■ Task description
Starting at the line that has "Target: batsman's face" and stopping after the line that has "like (590, 74).", reproduce the listing below exactly; omit everything else.

■ Material for this exercise
+---+
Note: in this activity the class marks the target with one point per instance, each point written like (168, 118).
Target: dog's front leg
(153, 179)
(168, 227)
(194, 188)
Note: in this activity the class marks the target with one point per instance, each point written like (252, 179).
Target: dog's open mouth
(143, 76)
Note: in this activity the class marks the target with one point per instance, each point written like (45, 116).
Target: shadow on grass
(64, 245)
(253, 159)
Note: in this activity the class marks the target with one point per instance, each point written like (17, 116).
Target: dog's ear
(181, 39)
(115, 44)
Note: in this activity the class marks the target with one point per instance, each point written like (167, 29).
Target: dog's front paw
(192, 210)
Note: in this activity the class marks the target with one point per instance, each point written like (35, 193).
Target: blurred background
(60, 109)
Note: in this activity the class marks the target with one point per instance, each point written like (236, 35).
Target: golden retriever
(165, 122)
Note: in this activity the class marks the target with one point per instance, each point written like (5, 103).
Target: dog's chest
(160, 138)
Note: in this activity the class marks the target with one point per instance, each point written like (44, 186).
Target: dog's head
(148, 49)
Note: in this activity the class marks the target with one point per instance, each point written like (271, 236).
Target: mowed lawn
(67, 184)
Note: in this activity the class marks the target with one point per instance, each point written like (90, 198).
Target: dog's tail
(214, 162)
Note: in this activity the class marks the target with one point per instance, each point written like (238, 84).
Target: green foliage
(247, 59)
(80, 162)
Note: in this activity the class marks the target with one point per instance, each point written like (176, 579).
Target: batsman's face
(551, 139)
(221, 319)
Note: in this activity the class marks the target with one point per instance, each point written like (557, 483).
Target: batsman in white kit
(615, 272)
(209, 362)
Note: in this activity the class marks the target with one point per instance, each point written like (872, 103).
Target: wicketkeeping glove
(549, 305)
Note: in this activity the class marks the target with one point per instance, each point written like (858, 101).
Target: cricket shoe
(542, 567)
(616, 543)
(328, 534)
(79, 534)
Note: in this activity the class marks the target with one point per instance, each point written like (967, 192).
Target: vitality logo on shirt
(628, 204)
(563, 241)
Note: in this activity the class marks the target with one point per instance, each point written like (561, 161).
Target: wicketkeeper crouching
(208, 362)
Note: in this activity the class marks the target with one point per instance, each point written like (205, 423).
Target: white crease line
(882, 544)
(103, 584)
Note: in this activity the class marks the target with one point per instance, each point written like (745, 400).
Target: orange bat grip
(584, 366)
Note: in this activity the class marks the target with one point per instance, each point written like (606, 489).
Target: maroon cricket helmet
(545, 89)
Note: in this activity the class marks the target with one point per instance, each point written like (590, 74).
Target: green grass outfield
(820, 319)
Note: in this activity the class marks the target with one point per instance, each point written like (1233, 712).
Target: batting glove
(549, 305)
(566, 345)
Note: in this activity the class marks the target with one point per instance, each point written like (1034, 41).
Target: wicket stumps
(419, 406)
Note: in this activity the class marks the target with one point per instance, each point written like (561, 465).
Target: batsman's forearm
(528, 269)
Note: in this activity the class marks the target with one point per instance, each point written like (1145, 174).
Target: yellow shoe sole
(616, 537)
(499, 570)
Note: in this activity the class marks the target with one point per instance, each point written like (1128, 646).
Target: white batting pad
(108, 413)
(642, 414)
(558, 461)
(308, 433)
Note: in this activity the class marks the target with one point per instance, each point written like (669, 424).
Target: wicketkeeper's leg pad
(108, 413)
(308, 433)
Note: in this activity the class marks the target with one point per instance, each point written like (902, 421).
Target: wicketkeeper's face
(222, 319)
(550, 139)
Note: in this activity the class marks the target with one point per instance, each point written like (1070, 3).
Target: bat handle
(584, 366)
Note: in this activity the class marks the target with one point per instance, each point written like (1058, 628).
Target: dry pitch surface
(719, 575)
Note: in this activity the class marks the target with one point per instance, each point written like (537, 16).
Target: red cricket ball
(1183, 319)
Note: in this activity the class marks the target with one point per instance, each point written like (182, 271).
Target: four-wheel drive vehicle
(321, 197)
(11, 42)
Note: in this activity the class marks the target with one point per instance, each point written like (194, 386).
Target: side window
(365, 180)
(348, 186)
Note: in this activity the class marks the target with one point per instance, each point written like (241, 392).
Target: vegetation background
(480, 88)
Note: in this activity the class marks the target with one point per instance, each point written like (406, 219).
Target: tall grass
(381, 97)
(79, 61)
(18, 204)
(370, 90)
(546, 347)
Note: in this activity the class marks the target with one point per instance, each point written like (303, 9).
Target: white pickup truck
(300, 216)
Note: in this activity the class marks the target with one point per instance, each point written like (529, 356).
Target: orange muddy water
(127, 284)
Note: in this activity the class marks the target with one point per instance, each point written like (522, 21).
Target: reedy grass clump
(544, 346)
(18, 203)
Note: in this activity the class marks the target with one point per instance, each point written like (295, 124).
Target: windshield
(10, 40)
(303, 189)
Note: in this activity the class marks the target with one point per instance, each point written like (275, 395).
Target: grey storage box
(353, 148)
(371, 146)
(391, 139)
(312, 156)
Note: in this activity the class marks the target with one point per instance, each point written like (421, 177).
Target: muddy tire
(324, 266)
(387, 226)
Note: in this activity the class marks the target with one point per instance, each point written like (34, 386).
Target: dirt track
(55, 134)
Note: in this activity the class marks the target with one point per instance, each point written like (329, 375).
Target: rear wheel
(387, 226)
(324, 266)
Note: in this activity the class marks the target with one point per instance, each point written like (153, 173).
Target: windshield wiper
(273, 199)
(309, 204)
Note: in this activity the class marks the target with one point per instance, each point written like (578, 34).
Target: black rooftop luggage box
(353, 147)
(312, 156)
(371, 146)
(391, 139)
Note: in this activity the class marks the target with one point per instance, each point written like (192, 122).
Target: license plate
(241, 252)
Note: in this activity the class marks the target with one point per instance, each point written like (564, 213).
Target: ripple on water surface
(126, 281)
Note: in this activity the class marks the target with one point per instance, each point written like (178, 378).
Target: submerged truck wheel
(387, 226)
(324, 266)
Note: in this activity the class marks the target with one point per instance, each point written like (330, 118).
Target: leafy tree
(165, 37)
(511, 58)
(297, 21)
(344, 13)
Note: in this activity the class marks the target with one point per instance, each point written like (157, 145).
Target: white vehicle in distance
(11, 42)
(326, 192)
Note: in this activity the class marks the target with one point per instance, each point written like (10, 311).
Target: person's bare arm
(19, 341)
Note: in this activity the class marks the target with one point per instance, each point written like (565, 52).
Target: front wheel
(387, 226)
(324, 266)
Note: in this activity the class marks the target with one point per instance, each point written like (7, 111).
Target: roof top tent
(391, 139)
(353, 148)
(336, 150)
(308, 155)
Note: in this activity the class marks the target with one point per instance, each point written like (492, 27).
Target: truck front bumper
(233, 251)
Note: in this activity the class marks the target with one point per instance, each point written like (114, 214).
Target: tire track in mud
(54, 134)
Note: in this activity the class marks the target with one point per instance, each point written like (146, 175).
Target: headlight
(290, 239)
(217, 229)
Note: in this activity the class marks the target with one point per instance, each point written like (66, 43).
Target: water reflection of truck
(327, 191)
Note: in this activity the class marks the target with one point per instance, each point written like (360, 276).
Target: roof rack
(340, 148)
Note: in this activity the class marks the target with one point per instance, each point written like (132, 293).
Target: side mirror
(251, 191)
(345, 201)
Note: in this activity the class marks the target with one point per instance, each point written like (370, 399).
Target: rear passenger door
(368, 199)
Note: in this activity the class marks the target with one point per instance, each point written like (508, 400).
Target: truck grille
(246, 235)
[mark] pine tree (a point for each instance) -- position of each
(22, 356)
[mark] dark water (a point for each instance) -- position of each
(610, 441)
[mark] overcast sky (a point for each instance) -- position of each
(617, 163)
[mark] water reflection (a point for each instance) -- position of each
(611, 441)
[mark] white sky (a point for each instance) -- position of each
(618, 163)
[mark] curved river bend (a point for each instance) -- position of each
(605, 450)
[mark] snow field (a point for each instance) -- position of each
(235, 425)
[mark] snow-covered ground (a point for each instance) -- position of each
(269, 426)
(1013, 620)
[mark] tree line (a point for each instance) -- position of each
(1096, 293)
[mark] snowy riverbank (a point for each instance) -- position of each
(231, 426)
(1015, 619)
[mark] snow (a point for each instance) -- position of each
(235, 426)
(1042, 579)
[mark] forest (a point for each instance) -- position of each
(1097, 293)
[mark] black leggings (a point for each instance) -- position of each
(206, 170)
+---+
■ Answer below
Target: batsman's face
(551, 139)
(221, 319)
Note: in this activity the class marks the target with one point per instance, each point written like (557, 483).
Target: batsman in white kit
(615, 272)
(209, 362)
Note: in this activity the class marks the target with one point per instance, each point written like (872, 103).
Target: wicketkeeping glove
(549, 305)
Note: in this activity the class marks the target with one point per instance, each point written like (858, 101).
Target: cricket shoe
(542, 567)
(616, 543)
(328, 534)
(79, 534)
Note: in this activity the class marks the target with one point per instance, each point written like (967, 192).
Target: vitality logo on shirt
(628, 204)
(563, 241)
Note: in this activity the class marks the target with one point per instance, each point written like (561, 161).
Target: wicketkeeper crouching
(208, 362)
Note: in this activity the class marks the target with one point per instance, each point written like (205, 423).
Target: white crease line
(882, 544)
(103, 584)
Note: in this activity the class marks the target with one point per instance, each point written like (745, 400).
Target: orange bat grip
(584, 366)
Note: in this activity the class marks the target with one point per instance, each point written like (606, 489).
Target: maroon cricket helmet
(545, 89)
Note: in this activity the class marks the target with one point per instance, each point written like (590, 74).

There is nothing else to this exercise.